======== Document section ========

Problem with the book though however, is that apart from the chapters by Levtzion on West Africa and O Fahey on Dar Foor this book is very poor.
Take for example the chapter on China by R Israeli. It is difficult to believe that this person even knows the first thing about Islam and to say the least, very worrying that this person holds a post in a university. He seems to be completely ignorant of the Islamic world veiw; that mankind share a common ancestor (Adam) who had knowledge of revealed truth as did his descendents who gradually drited away from divine truth thus, God sent down prophets to bring them back to the fold, therefore, every nation has been sent a prophet or messenger and thus, from the Islamic veiwpoint a new culture would not be seen as automatically 'different' but rather just another chain in the link of divine revelation. For every one thing that may be different in that culture there may be two that are the same.
Israeli however mocks the Muslim historian who claims a Chinese emperor descended from Adam (has Israeli not read the bible?) mocks the idea that the Chinese Muslims would see comparason with their religion and the teachings of Confucianism (It would seem then ignoring the traditional Islamic belief that every nations has been sent a prophet or messenger) dismisses most of the Islamic sources of Chinese Islams history while quoting Broomhall without question (Is he not aware that Broomhall's book 'Islam in China' was written with the sole intent at establishing Christian missionary work amongst Chinese Muslims? Hardly an objective book then is it?)

========

• Exercise brief:
Reproduce the passage of the book review from "Israeli however mocks" through "then is it?)" verbatim.

======== Dataset rows ========

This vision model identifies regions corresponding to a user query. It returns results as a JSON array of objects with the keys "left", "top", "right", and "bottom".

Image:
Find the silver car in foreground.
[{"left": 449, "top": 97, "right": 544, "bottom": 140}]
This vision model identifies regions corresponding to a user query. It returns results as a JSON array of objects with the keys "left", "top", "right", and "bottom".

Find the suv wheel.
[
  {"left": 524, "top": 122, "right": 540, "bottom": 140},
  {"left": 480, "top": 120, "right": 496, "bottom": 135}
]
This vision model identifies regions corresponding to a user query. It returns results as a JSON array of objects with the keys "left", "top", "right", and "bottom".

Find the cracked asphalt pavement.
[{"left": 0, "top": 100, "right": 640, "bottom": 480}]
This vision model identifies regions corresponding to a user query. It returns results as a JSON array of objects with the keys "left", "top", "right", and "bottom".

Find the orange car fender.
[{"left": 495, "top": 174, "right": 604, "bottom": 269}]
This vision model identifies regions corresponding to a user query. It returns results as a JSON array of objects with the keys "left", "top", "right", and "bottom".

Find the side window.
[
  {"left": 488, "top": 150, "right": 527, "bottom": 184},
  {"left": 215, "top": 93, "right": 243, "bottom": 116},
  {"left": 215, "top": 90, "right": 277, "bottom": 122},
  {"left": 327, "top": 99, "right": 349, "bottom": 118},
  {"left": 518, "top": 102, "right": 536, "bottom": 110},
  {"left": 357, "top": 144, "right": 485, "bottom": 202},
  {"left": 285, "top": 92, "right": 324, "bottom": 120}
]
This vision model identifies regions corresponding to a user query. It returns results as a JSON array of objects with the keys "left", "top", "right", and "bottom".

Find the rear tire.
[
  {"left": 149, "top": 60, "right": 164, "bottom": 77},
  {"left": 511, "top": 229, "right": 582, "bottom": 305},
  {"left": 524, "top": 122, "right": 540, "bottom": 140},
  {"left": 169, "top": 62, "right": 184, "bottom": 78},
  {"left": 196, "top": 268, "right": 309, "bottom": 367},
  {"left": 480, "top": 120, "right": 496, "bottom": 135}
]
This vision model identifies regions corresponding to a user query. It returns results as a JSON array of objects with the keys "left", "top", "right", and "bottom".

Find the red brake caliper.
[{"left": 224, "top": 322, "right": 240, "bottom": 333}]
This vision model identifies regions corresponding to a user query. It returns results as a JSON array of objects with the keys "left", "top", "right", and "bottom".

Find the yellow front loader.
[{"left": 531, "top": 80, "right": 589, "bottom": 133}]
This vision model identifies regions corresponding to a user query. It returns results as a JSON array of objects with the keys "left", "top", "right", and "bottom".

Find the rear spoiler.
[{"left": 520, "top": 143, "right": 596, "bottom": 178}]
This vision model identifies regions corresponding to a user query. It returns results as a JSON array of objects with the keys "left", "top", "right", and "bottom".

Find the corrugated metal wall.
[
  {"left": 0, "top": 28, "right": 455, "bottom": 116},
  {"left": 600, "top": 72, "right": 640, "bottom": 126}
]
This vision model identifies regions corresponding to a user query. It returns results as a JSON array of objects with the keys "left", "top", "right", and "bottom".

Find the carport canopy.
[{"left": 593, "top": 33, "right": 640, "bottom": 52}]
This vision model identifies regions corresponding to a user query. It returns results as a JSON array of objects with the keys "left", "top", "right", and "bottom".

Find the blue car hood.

========

• Task answer:
Israeli however mocks the Muslim historian who claims a Chinese emperor descended from Adam (has Israeli not read the bible?) mocks the idea that the Chinese Muslims would see comparason with their religion and the teachings of Confucianism (It would seem then ignoring the traditional Islamic belief that every nations has been sent a prophet or messenger) dismisses most of the Islamic sources of Chinese Islams history while quoting Broomhall without question (Is he not aware that Broomhall's book 'Islam in China' was written with the sole intent at establishing Christian missionary work amongst Chinese Muslims? Hardly an objective book then is it?)